◆ Sayfa Alıntısı:

------------------------------------------------------------

Liseli gençler kadının görünmezliğine noktayı koyuyor

Açı Okullarından 15-18 yaş arasında 18 genç, görüp de bir şey yapamadıkları şiddet olaylarında bir fark yaratmak için yola çıktı. Teri Eskenazi’nin danışmanlığında aralarında Beliz Kandiyoti’nin de bulunduğu ekip ‘Şiddete Nokta Koy’ projesi ile okulları dolaşarak, milenyum kuşağının bir fark yaratabileceğini anlatıyorlar.

Toplum
20 Mayıs 2020 Çarşamba

Bugüne kadar 4 binden fazla öğrenciye ulaşan gençler, her sunumdan sonra o okuldan eklenen gönüllüleri eğiterek onların da başka okula gitmesini sağlıyor; her geçen gün etki piramitlerini büyütmeye devam ediyorlar. Ekip ayrıca yılda bir yaptıkları Nokta Koy Zirvesinde bir kadın sorununa nokta koyuyor. Bu yıl Boğaziçi Üniversitesinde olması planlanan konferans koronadan dolayı Instagram Live’a taşındı.

28-31 Mayıs tarihleri arasında Instagram @siddetenoktakoy sayfasında daha fazla genci ve yetişkini bir araya getirerek fark yaratmaya devam edecekler. Zirve dört gün boyunca, her gün 17.00-18.00 saatleri arasında gerçekleşecek.

------------------------------------------------------------

◆ Görevler:
1. Şiddete Nokta Koy haberinde "Bugüne kadar 4" ile başlayıp "saatleri arasında gerçekleşecek." ifadesine kadar süren bölümü aynen tekrar yazın.
2. Şiddete Nokta Koy haberinde adı geçen kişileri ve eğitim kurumlarını sıralayın.

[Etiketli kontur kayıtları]

------------------------------------------------------------

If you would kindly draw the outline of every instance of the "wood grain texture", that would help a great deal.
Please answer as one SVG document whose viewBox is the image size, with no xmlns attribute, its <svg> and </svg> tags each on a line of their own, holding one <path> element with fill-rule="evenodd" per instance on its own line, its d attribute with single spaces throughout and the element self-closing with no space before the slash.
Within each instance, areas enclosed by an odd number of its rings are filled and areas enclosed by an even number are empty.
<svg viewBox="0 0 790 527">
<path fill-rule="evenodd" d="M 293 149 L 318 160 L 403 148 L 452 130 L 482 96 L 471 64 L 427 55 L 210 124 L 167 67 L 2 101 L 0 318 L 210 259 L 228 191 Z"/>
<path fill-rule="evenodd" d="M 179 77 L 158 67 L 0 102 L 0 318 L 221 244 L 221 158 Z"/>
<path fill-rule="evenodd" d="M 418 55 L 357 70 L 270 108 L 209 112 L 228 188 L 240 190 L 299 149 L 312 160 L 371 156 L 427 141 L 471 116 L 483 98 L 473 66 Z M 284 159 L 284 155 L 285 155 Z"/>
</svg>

------------------------------------------------------------

◆ Görev Yanıtları:
1.
Bugüne kadar 4 binden fazla öğrenciye ulaşan gençler, her sunumdan sonra o okuldan eklenen gönüllüleri eğiterek onların da başka okula gitmesini sağlıyor; her geçen gün etki piramitlerini büyütmeye devam ediyorlar. Ekip ayrıca yılda bir yaptıkları Nokta Koy Zirvesinde bir kadın sorununa nokta koyuyor. Bu yıl Boğaziçi Üniversitesinde olması planlanan konferans koronadan dolayı Instagram Live’a taşındı.

28-31 Mayıs tarihleri arasında Instagram @siddetenoktakoy sayfasında daha fazla genci ve yetişkini bir araya getirerek fark yaratmaya devam edecekler. Zirve dört gün boyunca, her gün 17.00-18.00 saatleri arasında gerçekleşecek.

2. Teri Eskenazi, Beliz Kandiyoti, Açı Okulları, Boğaziçi Üniversitesi